> _Exercise requirements_:
Retype the data in its entirety, with no word changed.

Saved data entries

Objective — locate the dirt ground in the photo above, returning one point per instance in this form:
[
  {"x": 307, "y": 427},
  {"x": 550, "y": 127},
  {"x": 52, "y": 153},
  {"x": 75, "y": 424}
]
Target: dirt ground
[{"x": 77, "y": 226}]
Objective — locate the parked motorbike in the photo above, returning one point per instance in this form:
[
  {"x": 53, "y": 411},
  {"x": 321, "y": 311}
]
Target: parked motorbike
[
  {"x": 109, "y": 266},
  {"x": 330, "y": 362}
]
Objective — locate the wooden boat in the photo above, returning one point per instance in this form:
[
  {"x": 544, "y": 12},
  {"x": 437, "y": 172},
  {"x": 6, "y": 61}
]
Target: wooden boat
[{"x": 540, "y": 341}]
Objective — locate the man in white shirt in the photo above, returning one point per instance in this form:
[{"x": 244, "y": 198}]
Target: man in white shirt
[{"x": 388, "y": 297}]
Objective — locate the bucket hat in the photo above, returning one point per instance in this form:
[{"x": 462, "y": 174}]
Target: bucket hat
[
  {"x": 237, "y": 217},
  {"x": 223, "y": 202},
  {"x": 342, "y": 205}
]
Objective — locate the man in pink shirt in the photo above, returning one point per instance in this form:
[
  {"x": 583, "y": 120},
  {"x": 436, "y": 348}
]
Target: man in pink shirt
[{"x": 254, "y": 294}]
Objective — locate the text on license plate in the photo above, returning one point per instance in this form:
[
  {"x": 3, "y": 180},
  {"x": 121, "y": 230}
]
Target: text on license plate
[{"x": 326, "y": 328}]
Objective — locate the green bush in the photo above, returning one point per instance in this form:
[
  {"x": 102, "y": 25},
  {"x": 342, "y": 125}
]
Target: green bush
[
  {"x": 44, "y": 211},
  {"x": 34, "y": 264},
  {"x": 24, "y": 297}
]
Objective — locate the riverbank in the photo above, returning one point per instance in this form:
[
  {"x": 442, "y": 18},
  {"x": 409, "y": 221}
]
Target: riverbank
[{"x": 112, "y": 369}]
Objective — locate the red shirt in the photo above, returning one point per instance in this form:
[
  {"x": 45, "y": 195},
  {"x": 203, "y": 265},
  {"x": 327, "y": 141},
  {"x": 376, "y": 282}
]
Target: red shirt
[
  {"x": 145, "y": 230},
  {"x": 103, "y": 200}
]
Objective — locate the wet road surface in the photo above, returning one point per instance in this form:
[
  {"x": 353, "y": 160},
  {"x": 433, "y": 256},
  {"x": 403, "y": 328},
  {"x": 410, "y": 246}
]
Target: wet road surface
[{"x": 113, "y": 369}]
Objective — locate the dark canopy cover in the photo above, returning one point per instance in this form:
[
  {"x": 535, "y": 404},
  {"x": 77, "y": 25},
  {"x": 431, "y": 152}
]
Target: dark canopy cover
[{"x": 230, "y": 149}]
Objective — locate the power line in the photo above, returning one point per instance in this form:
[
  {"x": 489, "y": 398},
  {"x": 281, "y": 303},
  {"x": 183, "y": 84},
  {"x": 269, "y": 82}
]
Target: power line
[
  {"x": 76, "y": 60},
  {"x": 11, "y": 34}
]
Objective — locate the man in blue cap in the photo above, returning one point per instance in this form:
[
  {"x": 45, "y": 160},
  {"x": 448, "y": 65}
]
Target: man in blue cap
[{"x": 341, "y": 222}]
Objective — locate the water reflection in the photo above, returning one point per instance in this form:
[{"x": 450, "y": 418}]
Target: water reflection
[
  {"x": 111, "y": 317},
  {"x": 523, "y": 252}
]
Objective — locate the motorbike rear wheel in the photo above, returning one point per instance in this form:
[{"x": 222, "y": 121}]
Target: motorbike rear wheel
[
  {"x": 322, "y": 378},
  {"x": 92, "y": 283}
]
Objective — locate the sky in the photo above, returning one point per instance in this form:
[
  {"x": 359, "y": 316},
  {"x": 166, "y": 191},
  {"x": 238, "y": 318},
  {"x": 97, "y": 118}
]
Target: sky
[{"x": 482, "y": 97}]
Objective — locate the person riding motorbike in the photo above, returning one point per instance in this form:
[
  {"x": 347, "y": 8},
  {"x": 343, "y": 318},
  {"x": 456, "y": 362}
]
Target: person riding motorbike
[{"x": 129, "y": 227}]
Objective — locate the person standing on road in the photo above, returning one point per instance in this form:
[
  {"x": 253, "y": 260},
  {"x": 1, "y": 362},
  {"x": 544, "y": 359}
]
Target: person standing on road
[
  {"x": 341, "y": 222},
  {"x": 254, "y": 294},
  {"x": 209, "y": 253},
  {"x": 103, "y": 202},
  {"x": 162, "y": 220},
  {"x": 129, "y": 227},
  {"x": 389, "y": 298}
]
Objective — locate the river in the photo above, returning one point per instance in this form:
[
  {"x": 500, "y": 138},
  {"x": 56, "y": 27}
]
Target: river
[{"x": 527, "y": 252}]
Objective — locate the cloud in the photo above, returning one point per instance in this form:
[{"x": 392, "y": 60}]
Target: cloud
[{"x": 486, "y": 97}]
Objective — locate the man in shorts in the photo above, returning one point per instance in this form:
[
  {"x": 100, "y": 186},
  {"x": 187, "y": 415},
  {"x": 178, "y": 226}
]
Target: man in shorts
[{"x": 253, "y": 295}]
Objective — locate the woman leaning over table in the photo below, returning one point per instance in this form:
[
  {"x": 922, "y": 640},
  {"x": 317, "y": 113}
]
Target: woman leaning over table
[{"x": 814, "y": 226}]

> _Solution_:
Objective — locate the dirt ground in the photo above, returning one point per instance in this form:
[
  {"x": 307, "y": 427},
  {"x": 550, "y": 127},
  {"x": 52, "y": 153},
  {"x": 75, "y": 424}
]
Target: dirt ground
[{"x": 77, "y": 226}]
Objective — locate the parked motorbike in the photo above, returning one point per instance in this form:
[
  {"x": 53, "y": 411},
  {"x": 321, "y": 311}
]
Target: parked motorbike
[
  {"x": 109, "y": 266},
  {"x": 330, "y": 362}
]
Objective — locate the wooden boat in the photo above, returning one point per instance in this form:
[
  {"x": 544, "y": 12},
  {"x": 437, "y": 172},
  {"x": 6, "y": 61}
]
Target: wooden boat
[{"x": 540, "y": 341}]
Objective — locate the man in white shirt in the photo above, returning one point per instance in this form:
[{"x": 244, "y": 198}]
Target: man in white shirt
[{"x": 388, "y": 297}]
Objective — locate the bucket hat in the photo above, returning one point per instance in this form:
[{"x": 462, "y": 174}]
Target: bucket hat
[
  {"x": 237, "y": 217},
  {"x": 223, "y": 202},
  {"x": 342, "y": 205}
]
Objective — locate the man in pink shirt in the photo above, returning one point per instance in this form:
[
  {"x": 583, "y": 120},
  {"x": 436, "y": 348}
]
Target: man in pink shirt
[{"x": 254, "y": 294}]
Objective — locate the text on license plate in the photo above, returning one point per instance in this form:
[
  {"x": 3, "y": 180},
  {"x": 121, "y": 230}
]
Target: text on license plate
[{"x": 326, "y": 328}]
Objective — locate the green bush in the photo above, returning one point per instance in this form:
[
  {"x": 102, "y": 25},
  {"x": 342, "y": 125}
]
Target: green bush
[
  {"x": 44, "y": 211},
  {"x": 34, "y": 264},
  {"x": 24, "y": 297}
]
Objective — locate the riverbank in the photo above, returning one point per instance in this form:
[
  {"x": 442, "y": 18},
  {"x": 409, "y": 221}
]
Target: riverbank
[{"x": 112, "y": 369}]
Objective — locate the red shirt in the photo above, returning one point per instance in this form:
[
  {"x": 45, "y": 195},
  {"x": 203, "y": 265},
  {"x": 327, "y": 141},
  {"x": 376, "y": 282}
]
Target: red shirt
[
  {"x": 145, "y": 230},
  {"x": 103, "y": 200}
]
Objective — locate the wet road surface in the photo above, returning one point per instance in this form:
[
  {"x": 353, "y": 160},
  {"x": 433, "y": 256},
  {"x": 403, "y": 328},
  {"x": 410, "y": 246}
]
Target: wet road surface
[{"x": 113, "y": 369}]
Objective — locate the dark canopy cover in the photo above, returning one point per instance in this form:
[
  {"x": 535, "y": 404},
  {"x": 77, "y": 25},
  {"x": 431, "y": 152}
]
Target: dark canopy cover
[{"x": 230, "y": 149}]
Objective — locate the power line in the photo above, returning one point per instance in this form:
[
  {"x": 489, "y": 398},
  {"x": 281, "y": 303},
  {"x": 183, "y": 84},
  {"x": 269, "y": 82}
]
Target: power line
[
  {"x": 76, "y": 60},
  {"x": 11, "y": 34}
]
Objective — locate the man in blue cap in the photo above, returning one point per instance in this form:
[
  {"x": 45, "y": 160},
  {"x": 448, "y": 65}
]
Target: man in blue cap
[{"x": 341, "y": 222}]
Objective — locate the water reflection in the photo above, returning one point per instance in this form:
[{"x": 450, "y": 418}]
Target: water reflection
[
  {"x": 111, "y": 317},
  {"x": 523, "y": 252}
]
Objective — locate the motorbike rear wheel in the photo above, returning one point per instance in this form:
[{"x": 222, "y": 121}]
Target: motorbike rear wheel
[
  {"x": 322, "y": 378},
  {"x": 92, "y": 283}
]
Objective — locate the sky in the photo above, returning one point per instance in this form:
[
  {"x": 359, "y": 316},
  {"x": 166, "y": 191},
  {"x": 238, "y": 318},
  {"x": 97, "y": 118}
]
Target: sky
[{"x": 482, "y": 97}]
Objective — locate the person riding motorbike in the photo above, returning one point per instance in this form:
[
  {"x": 347, "y": 8},
  {"x": 343, "y": 318},
  {"x": 456, "y": 362}
]
Target: person riding motorbike
[{"x": 129, "y": 227}]
Objective — locate the person standing on road in the photo above, returning one point per instance in this form:
[
  {"x": 253, "y": 260},
  {"x": 1, "y": 362},
  {"x": 544, "y": 359}
]
Target: person standing on road
[
  {"x": 341, "y": 222},
  {"x": 254, "y": 294},
  {"x": 209, "y": 253},
  {"x": 103, "y": 202},
  {"x": 162, "y": 220},
  {"x": 129, "y": 227},
  {"x": 389, "y": 298}
]
Objective — locate the river in the photo above, returning one point per instance in this form:
[
  {"x": 500, "y": 138},
  {"x": 56, "y": 27}
]
Target: river
[{"x": 527, "y": 252}]
Objective — locate the cloud in the photo above, returning one point per instance in this form:
[{"x": 392, "y": 60}]
Target: cloud
[{"x": 486, "y": 97}]
Objective — locate the man in shorts in the photo above, returning one point per instance in this form:
[
  {"x": 100, "y": 186},
  {"x": 187, "y": 415},
  {"x": 178, "y": 226}
]
Target: man in shorts
[{"x": 253, "y": 295}]
Objective — locate the woman leaning over table in the photo below, returning one point per instance in this form:
[
  {"x": 922, "y": 640},
  {"x": 317, "y": 113}
]
Target: woman leaning over table
[{"x": 814, "y": 226}]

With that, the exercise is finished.